▶ **PROMPT**: Please format every line of the items below as a numbered list, leaving out blank lines. Omit the pictures from your answer.

▶ **DATASET EXTRACT**:
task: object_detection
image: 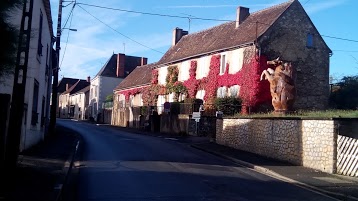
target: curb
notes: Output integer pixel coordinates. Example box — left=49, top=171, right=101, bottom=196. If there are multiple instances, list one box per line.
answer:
left=190, top=144, right=358, bottom=201
left=54, top=134, right=82, bottom=201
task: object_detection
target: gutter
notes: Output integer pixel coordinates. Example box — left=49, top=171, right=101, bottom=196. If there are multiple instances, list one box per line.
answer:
left=113, top=83, right=150, bottom=92
left=152, top=41, right=255, bottom=69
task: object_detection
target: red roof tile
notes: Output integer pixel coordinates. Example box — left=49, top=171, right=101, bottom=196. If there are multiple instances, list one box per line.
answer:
left=114, top=63, right=156, bottom=91
left=157, top=0, right=295, bottom=66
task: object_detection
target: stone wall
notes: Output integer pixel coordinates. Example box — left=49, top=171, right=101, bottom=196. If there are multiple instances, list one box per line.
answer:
left=160, top=114, right=189, bottom=135
left=216, top=119, right=337, bottom=173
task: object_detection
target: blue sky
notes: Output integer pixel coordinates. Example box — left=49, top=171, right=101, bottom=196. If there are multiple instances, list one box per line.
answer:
left=51, top=0, right=358, bottom=79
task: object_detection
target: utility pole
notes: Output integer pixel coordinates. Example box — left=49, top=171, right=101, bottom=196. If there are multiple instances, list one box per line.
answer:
left=49, top=0, right=62, bottom=134
left=5, top=0, right=34, bottom=170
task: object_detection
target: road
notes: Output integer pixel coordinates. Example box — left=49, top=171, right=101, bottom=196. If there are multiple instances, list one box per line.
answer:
left=57, top=120, right=338, bottom=201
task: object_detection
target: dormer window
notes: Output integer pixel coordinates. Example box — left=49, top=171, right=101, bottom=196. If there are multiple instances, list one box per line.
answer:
left=306, top=33, right=313, bottom=48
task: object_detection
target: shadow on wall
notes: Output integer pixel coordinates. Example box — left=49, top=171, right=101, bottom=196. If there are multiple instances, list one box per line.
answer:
left=337, top=119, right=358, bottom=177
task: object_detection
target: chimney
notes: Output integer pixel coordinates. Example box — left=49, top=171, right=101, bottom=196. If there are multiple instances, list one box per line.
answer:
left=116, top=53, right=126, bottom=78
left=236, top=6, right=250, bottom=28
left=172, top=27, right=188, bottom=46
left=140, top=57, right=148, bottom=66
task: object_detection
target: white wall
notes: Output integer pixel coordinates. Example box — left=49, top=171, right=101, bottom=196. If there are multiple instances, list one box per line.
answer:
left=157, top=48, right=246, bottom=106
left=70, top=92, right=86, bottom=120
left=89, top=76, right=123, bottom=120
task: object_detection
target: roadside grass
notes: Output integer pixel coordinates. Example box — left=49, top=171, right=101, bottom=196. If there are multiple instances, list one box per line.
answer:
left=233, top=110, right=358, bottom=118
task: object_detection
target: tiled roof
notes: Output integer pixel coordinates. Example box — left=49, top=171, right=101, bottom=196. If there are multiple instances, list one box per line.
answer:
left=114, top=63, right=156, bottom=91
left=57, top=77, right=83, bottom=93
left=96, top=54, right=147, bottom=78
left=157, top=0, right=297, bottom=66
left=63, top=80, right=90, bottom=95
left=96, top=54, right=117, bottom=77
left=76, top=83, right=91, bottom=93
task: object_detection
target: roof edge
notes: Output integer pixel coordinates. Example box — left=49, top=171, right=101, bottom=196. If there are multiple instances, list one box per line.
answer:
left=153, top=41, right=255, bottom=69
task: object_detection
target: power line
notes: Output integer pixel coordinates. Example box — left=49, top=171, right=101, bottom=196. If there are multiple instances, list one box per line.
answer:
left=77, top=0, right=358, bottom=45
left=303, top=0, right=310, bottom=5
left=77, top=3, right=235, bottom=22
left=321, top=35, right=358, bottom=43
left=78, top=5, right=164, bottom=54
left=332, top=50, right=358, bottom=52
left=61, top=4, right=76, bottom=30
left=59, top=4, right=76, bottom=69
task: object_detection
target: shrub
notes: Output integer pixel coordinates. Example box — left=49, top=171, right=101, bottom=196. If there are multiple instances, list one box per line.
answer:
left=215, top=97, right=242, bottom=115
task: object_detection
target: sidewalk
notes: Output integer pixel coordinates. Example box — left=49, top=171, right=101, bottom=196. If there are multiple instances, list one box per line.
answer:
left=0, top=126, right=80, bottom=201
left=191, top=142, right=358, bottom=200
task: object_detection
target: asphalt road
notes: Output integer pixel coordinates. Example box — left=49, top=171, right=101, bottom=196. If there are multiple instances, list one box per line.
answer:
left=57, top=120, right=338, bottom=201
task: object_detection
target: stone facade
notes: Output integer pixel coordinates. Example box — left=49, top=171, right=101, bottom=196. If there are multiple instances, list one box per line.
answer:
left=216, top=119, right=337, bottom=173
left=259, top=2, right=331, bottom=109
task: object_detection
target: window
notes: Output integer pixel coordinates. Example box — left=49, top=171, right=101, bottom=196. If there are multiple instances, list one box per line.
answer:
left=220, top=54, right=226, bottom=74
left=306, top=33, right=313, bottom=48
left=216, top=87, right=227, bottom=98
left=41, top=96, right=45, bottom=127
left=230, top=85, right=240, bottom=97
left=37, top=11, right=43, bottom=56
left=45, top=44, right=49, bottom=75
left=31, top=79, right=39, bottom=125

▶ **RESPONSE TO THIS EXERCISE**:
1. task: object_detection
2. image: 
3. target: curb
4. notes: Output integer pixel coordinates. Example box — left=49, top=171, right=101, bottom=196. If there are multiple instances, list one box per line.
5. answer:
6. left=190, top=144, right=358, bottom=201
7. left=54, top=134, right=82, bottom=201
8. task: object_detection
9. target: gutter
10. notes: Output integer pixel coordinates. Example box — left=49, top=171, right=101, bottom=196. If there are multiple instances, list one box per line.
11. answer:
12. left=113, top=83, right=150, bottom=92
13. left=152, top=41, right=255, bottom=69
14. task: object_detection
15. target: red roof tile
16. notes: Output integer pixel coordinates. Example box — left=49, top=171, right=101, bottom=196. If there are multiple instances, list one box per line.
17. answer:
18. left=114, top=63, right=156, bottom=91
19. left=157, top=0, right=295, bottom=66
20. task: object_detection
21. target: stone wall
22. notes: Output integer pixel coordinates. Example box — left=49, top=171, right=101, bottom=196. If there are multiple instances, list one box per line.
23. answer:
24. left=160, top=114, right=189, bottom=135
25. left=216, top=119, right=337, bottom=173
26. task: object_detection
27. target: blue sky
28. notes: Output integer pixel coordinates. Example box — left=49, top=171, right=101, bottom=196. If there are multiple instances, list one box per line.
29. answer:
30. left=51, top=0, right=358, bottom=79
31. task: object_detection
32. target: utility pole
33. notes: Output integer pixel coordinates. Example box — left=49, top=171, right=101, bottom=196. If there are multiple instances, list one box per line.
34. answer:
35. left=49, top=0, right=62, bottom=134
36. left=5, top=0, right=34, bottom=170
37. task: object_detection
38. target: road
39. notes: Output integer pixel coordinates. Example box — left=49, top=171, right=101, bottom=196. If there are multiple instances, list one box per line.
40. answer:
41. left=57, top=120, right=338, bottom=201
42. task: object_detection
43. target: dormer window
44. notes: Output integer pixel coordinates. Example box — left=49, top=171, right=101, bottom=196. If there are multiple instances, list one box per line.
45. answer:
46. left=306, top=33, right=313, bottom=48
47. task: object_detection
48. target: shadow on wall
49. notes: Output integer pixel coordinates. Example box — left=49, top=171, right=101, bottom=196. If there are multiple instances, list one box per line.
50. answer:
51. left=337, top=119, right=358, bottom=177
52. task: object_detection
53. target: chimney
54. notes: Output integer pixel coordinates. Example box — left=49, top=171, right=101, bottom=196. If there are multiple instances, list one box per line.
55. answer:
56. left=116, top=53, right=126, bottom=78
57. left=236, top=6, right=250, bottom=28
58. left=172, top=27, right=188, bottom=46
59. left=140, top=57, right=148, bottom=66
60. task: object_detection
61. target: white wall
62. notes: Output integer pixel coordinates. Example box — left=49, top=171, right=101, bottom=196. If there are multiple instances, list one box per line.
63. answer:
64. left=157, top=48, right=246, bottom=106
65. left=70, top=92, right=86, bottom=120
66. left=89, top=76, right=123, bottom=120
67. task: object_detection
68. target: roadside grass
69. notes: Output integer pixel coordinates. Example box — left=49, top=171, right=101, bottom=196. If there are multiple instances, list one box per line.
70. answer:
71. left=233, top=110, right=358, bottom=118
72. task: object_detection
73. target: tiled roof
74. notes: Output integer pixel coordinates. Example box — left=49, top=171, right=101, bottom=196. If there are multiple instances, list one box per line.
75. answer:
76. left=114, top=63, right=156, bottom=91
77. left=57, top=77, right=83, bottom=93
78. left=96, top=54, right=147, bottom=78
79. left=157, top=0, right=297, bottom=66
80. left=63, top=80, right=90, bottom=95
81. left=96, top=54, right=117, bottom=77
82. left=76, top=83, right=91, bottom=93
83. task: object_detection
84. target: roof edge
85. notes: Output integer pixel coordinates. Example box — left=49, top=171, right=101, bottom=196. If there are multiple instances, list one box per line.
86. answer:
87. left=153, top=41, right=255, bottom=69
88. task: object_detection
89. target: power line
90. notes: Output integer pixel coordinates. Example box — left=49, top=171, right=101, bottom=196. If there are multiple instances, list one box per line.
91. answer:
92. left=77, top=0, right=358, bottom=45
93. left=303, top=0, right=310, bottom=5
94. left=77, top=3, right=235, bottom=22
95. left=321, top=35, right=358, bottom=43
96. left=78, top=5, right=164, bottom=54
97. left=332, top=50, right=358, bottom=52
98. left=61, top=4, right=76, bottom=30
99. left=59, top=4, right=76, bottom=69
100. task: object_detection
101. target: shrub
102. notes: Output integer pixel coordinates. Example box — left=49, top=171, right=101, bottom=196. If there are multiple instances, list one box per line.
103. answer:
104. left=215, top=97, right=242, bottom=115
105. task: object_detection
106. target: sidewalk
107. notes: Output integer pixel coordinates. Example box — left=49, top=171, right=101, bottom=196. If there are multiple instances, list one box per line.
108. answer:
109. left=0, top=126, right=80, bottom=201
110. left=191, top=142, right=358, bottom=200
111. task: object_detection
112. target: asphalt road
113. notes: Output integer pixel coordinates. Example box — left=49, top=171, right=101, bottom=196. If there are multiple instances, list one box per line.
114. answer:
115. left=57, top=120, right=338, bottom=201
116. task: object_detection
117. target: stone facade
118. notes: Output integer pixel coordinates. Example box — left=49, top=171, right=101, bottom=196. If there are multiple instances, list one box per line.
119. answer:
120. left=216, top=119, right=337, bottom=173
121. left=259, top=2, right=331, bottom=109
122. task: object_detection
123. target: window
124. notes: Output integer pixel coordinates. Example box — left=49, top=171, right=101, bottom=196. If there are multiple instances, list one box per line.
125. answer:
126. left=220, top=54, right=226, bottom=74
127. left=306, top=33, right=313, bottom=48
128. left=216, top=87, right=227, bottom=98
129. left=41, top=96, right=45, bottom=127
130. left=230, top=85, right=240, bottom=97
131. left=37, top=11, right=43, bottom=56
132. left=45, top=44, right=49, bottom=75
133. left=31, top=79, right=39, bottom=125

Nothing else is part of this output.